Work required: Rewrite the data below, replacing every occurrence of "red car" with "crimson car" and keeping everything else unchanged. Omit the pictures from your answer.

Given information:
-- Start --
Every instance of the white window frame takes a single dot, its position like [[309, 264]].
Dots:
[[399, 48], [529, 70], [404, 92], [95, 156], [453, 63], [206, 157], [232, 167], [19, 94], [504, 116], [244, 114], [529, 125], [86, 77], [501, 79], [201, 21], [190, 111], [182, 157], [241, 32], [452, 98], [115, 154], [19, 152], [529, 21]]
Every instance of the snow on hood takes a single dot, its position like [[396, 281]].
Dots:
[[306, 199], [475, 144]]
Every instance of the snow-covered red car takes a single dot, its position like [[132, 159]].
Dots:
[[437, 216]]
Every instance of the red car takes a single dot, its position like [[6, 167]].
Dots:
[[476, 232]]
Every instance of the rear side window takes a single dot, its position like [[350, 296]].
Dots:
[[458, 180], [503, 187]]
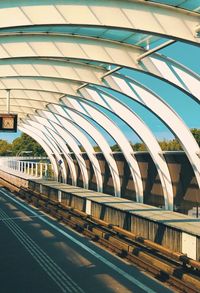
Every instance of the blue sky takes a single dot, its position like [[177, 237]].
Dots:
[[184, 105]]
-- End --
Written reply:
Every instance of the white window frame takes a single dot, its position like [[309, 264]].
Dots:
[[399, 48], [529, 70], [404, 92], [95, 156], [453, 63], [206, 157], [232, 167], [19, 94], [504, 116], [244, 114], [529, 125], [86, 77], [501, 79], [201, 21], [190, 111], [182, 157], [241, 32], [452, 98], [115, 154], [19, 152], [529, 21]]
Every instance of the snow on hood takes a single dot, its position like [[396, 281]].
Dots:
[[306, 199], [475, 144]]
Every instance of the snow-covered crimson car takes a single dot, its position like [[132, 159]].
Dots:
[[437, 216]]
Every instance of the crimson car takes a single dot, its position like [[6, 167]].
Dots:
[[476, 232]]
Every instance of the rear side window takes a single dot, its position like [[350, 296]].
Dots:
[[458, 180], [503, 187]]
Every instance of the blue sky takes a single dot, its position like [[177, 237]].
Dots:
[[184, 105]]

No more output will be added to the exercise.